### [Extrait choisi]
L’espace réglementaire gouvernemental dans l’ombre des TBI : l’exemple de la réforme par la Tanzanie de sa réglementation en matière de ressources naturelles

Introduction

Le secteur des ressources naturelles de Tanzanie a connu une année 2017 riche en événements. Le développement le plus important a EU lieu en juillet, lorsque la Tanzanie a adopté trois nouvelles lois qui changent en profondeur le paysage réglementaire applicable aux ressources naturelles et au secteur minier en particulier :

  • Loi sur la richesse et les ressources naturelles (Souveraineté permanente)[1]
  • Loi sur les contrats portant sur la richesse et les ressources naturelles (Examen et renégociation des conditions déraisonnables)[2]
  • Loi sur les lois écrites (Amendements divers)[3]

Ces lois, qui ont été signées par le président tanzanien et sont maintenant entrées en vigueur, introduisent des changements qui soulèvent des questions au sujet de leur relation avec les Traités bilatéraux d’investissement (TBI) du pays. La Tanzanie a des TBI en vigueur avec onze pays – l’Allemagne, le Canada, la Chine, le Danemark, la Finlande, l’Italie, Maurice, les Pays-Bas, le Royaume-Uni, la Suède et la Suisse.[4] À l’instar de nombreux autres pays africains, la Tanzanie a conclu ces accords dans le but d’attirer les investisseurs étrangers.

Pourtant, un sentiment prévaut notamment dans le secteur minier, selon lequel les investisseurs étrangers abusent du système juridique. Compte tenu des conclusions d’un audit mené à la demande du président tanzanien au début de 2017, le gouvernement a notamment accusé les entreprises minières de ne divulguer que partiellement leurs exportations de métaux précieux – entrainant une interdiction de ces exportations en mai 2017. Le gouvernement tanzanien est engagé dans un différend fiscal connexe avec Acacia Mining Plc, qui vient de déposer une notification d’arbitrage. Dans ce contexte politique tendu, certains appellent même la Tanzanie à se retirer du Centre international pour le règlement des différends relatifs aux investissements (CIRDI) et de l’Agence multilatérale de garantie des investissements (MIGA).[5] Le présent article offre un aperçu des principaux changements introduits par ces nouvelles lois et cherche à évaluer l’impact de ces changements, notamment sur les arbitrages en matière d’investissement au titre des TBI tanzaniens.

La réforme par la Tanzanie de sa réglementation nationale en matière de ressources naturelles

La loi sur la souveraineté permanente réaffirme la souveraineté permanente du pays sur les ressources naturelles en exigeant qu’elles soient exploitées de manière à bénéficier à la population tanzanienne. La loi sur l’examen et la renégociation des conditions déraisonnables permet de réviser les accords portant sur les ressources naturelles et prévoit la renégociation et le retrait potentiel des conditions « déraisonnables » inclues dans ces accords. Finalement, la loi sur les amendements divers introduit plusieurs amendements à la loi minière tanzanienne. Ces trois lois constituent une première étape dans la modification de diverses lois touchant aux ressources naturelles, notamment les questions de l’assurance, les impôts sur le revenu et la gestion des impôts. Les paragraphes suivants analysent les principales dispositions incluses dans ces trois lois.

Lignes d’un jeu de données de pointage
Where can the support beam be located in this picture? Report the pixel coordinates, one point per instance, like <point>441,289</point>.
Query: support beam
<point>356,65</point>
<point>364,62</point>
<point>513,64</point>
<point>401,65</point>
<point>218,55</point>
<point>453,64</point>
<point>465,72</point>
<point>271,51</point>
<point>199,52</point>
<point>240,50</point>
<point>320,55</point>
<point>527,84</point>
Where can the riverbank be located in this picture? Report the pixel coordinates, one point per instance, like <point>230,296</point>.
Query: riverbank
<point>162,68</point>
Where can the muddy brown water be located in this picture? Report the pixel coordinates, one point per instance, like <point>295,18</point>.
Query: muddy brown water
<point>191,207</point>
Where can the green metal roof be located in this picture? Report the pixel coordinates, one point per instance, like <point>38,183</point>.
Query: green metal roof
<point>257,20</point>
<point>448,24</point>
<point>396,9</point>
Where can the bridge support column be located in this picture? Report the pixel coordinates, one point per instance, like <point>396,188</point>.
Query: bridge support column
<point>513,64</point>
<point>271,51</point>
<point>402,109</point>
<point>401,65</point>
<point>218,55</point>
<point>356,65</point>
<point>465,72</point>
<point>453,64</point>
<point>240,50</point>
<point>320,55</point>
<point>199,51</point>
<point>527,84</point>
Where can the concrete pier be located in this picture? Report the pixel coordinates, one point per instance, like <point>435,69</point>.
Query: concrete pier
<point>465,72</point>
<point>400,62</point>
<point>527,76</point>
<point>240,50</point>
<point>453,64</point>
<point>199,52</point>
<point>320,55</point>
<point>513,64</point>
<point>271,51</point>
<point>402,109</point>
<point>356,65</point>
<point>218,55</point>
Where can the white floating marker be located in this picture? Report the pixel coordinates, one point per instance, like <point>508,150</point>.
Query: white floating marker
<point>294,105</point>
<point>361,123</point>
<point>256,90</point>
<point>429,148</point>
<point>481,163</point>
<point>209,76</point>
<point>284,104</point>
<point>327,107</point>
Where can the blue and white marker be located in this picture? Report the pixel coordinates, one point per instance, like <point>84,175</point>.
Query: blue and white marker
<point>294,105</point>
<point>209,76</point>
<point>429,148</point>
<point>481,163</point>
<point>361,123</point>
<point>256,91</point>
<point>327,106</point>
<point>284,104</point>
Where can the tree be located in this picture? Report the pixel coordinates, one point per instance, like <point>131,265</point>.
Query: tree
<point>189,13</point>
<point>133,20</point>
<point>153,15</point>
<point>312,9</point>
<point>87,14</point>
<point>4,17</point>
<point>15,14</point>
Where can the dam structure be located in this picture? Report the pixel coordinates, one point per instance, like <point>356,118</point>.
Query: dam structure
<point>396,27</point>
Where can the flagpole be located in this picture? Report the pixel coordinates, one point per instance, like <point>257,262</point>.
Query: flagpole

### [Exercices proposés]
A: Pouvez-vous recopier à l’identique le passage de l’extrait sur la réforme tanzanienne qui va de "La loi sur la" à "ces trois lois." ?
B: Présentez sous forme de liste JSON de chaînes, une chaîne par ligne et sans les lignes vides, les lignes des entrées qui vont de la ligne contenant "Where can the flagpole" jusqu’à la fin des entrées.
L’extrait et les entrées proviennent de sources distinctes.

### [Résultats obtenus]
A:
La loi sur la souveraineté permanente réaffirme la souveraineté permanente du pays sur les ressources naturelles en exigeant qu’elles soient exploitées de manière à bénéficier à la population tanzanienne. La loi sur l’examen et la renégociation des conditions déraisonnables permet de réviser les accords portant sur les ressources naturelles et prévoit la renégociation et le retrait potentiel des conditions « déraisonnables » inclues dans ces accords. Finalement, la loi sur les amendements divers introduit plusieurs amendements à la loi minière tanzanienne. Ces trois lois constituent une première étape dans la modification de diverses lois touchant aux ressources naturelles, notamment les questions de l’assurance, les impôts sur le revenu et la gestion des impôts. Les paragraphes suivants analysent les principales dispositions incluses dans ces trois lois.

B:
[
  "Where can the flagpole be located in this picture? Report the pixel coordinates, one point per instance, like <point>257,262</point>.",
  "Query: flagpole"
]